EXERCISE>
Render every line of the material below as a numbered list, omitting any blank lines.
══ SUPPLIED INFORMATION
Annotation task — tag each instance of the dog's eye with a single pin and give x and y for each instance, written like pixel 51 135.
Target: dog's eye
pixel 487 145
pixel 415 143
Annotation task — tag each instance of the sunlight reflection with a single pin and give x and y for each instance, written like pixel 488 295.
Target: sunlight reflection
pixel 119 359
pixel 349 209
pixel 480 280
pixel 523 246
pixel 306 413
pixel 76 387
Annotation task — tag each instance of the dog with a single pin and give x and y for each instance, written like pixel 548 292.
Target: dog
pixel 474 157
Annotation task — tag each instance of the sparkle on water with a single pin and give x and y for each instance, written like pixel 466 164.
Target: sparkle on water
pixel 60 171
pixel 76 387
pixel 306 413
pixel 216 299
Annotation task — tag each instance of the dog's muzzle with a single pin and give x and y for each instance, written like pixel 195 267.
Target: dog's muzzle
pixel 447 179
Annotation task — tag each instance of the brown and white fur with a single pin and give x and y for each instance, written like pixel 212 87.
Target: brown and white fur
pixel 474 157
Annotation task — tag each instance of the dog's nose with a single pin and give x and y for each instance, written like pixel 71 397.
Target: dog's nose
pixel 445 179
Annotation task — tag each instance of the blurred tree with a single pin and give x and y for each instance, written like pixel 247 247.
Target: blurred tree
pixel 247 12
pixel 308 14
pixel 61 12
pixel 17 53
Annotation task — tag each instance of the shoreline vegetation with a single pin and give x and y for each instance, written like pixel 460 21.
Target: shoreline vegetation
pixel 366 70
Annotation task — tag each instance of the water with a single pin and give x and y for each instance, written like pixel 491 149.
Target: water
════
EXERCISE RESPONSE>
1. Annotation task — tag each instance of the dog's eye with a single pin and give x and y for each instance, written like pixel 51 135.
2. Target: dog's eye
3. pixel 487 145
4. pixel 415 143
5. Annotation task — tag each instance of the sunlight reflection with a single pin and give x and y for each instance, written like pixel 488 295.
6. Target: sunlight reflection
7. pixel 119 359
8. pixel 349 209
9. pixel 480 280
10. pixel 523 246
11. pixel 306 413
12. pixel 76 387
13. Annotation task — tag each instance of the dog with a single pin and give x and y for each instance, written like pixel 548 292.
14. Target: dog
15. pixel 474 157
16. Annotation task — tag each instance of the sparkle on water with a single pin and give x and y for each instance, written like pixel 466 164.
17. Target: sparkle on water
18. pixel 60 171
19. pixel 76 387
20. pixel 306 413
21. pixel 216 299
22. Annotation task — tag each instance of the dog's muzzle with a single pin and give x and y for each instance, written like pixel 195 267.
23. Target: dog's muzzle
24. pixel 447 179
25. Annotation task — tag each instance of the brown and white fur with a single pin and give x and y for each instance, written like pixel 212 87.
26. Target: brown and white fur
27. pixel 474 157
28. Annotation task — tag each instance of the dog's nose with a single pin and give x and y for each instance, written like pixel 71 397.
29. Target: dog's nose
30. pixel 445 179
31. Annotation task — tag each instance of the blurred tree with a single pin and give x and y for each instance, written like pixel 247 247.
32. Target: blurred tree
33. pixel 247 12
34. pixel 308 14
35. pixel 61 12
36. pixel 17 53
37. Annotation task — tag each instance of the shoreline vegetation with a single pin and give x and y for each instance, written like pixel 460 21.
38. Target: shoreline vegetation
39. pixel 366 70
40. Annotation task — tag each instance of the water with a single pin and give x and y for each instance, written like pixel 491 149.
41. Target: water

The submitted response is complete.